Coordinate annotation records
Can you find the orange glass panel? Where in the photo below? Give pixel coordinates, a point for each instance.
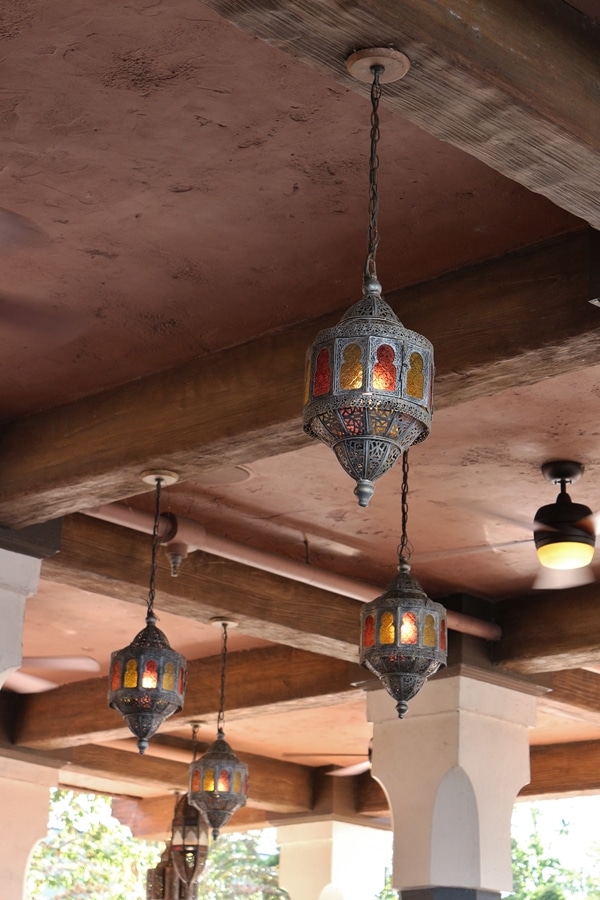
(387, 629)
(130, 679)
(408, 629)
(429, 632)
(351, 373)
(115, 682)
(415, 380)
(384, 371)
(369, 632)
(169, 677)
(224, 781)
(150, 676)
(322, 380)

#### Aim
Print every line of the records above word for word, leaving out the pictures.

#### Full response
Can you find the orange glass panel? Where in the photo below? Give pixel coordinates, a point for each instance.
(387, 629)
(130, 679)
(408, 629)
(429, 632)
(351, 373)
(115, 682)
(415, 380)
(384, 371)
(369, 632)
(169, 677)
(224, 781)
(150, 676)
(322, 380)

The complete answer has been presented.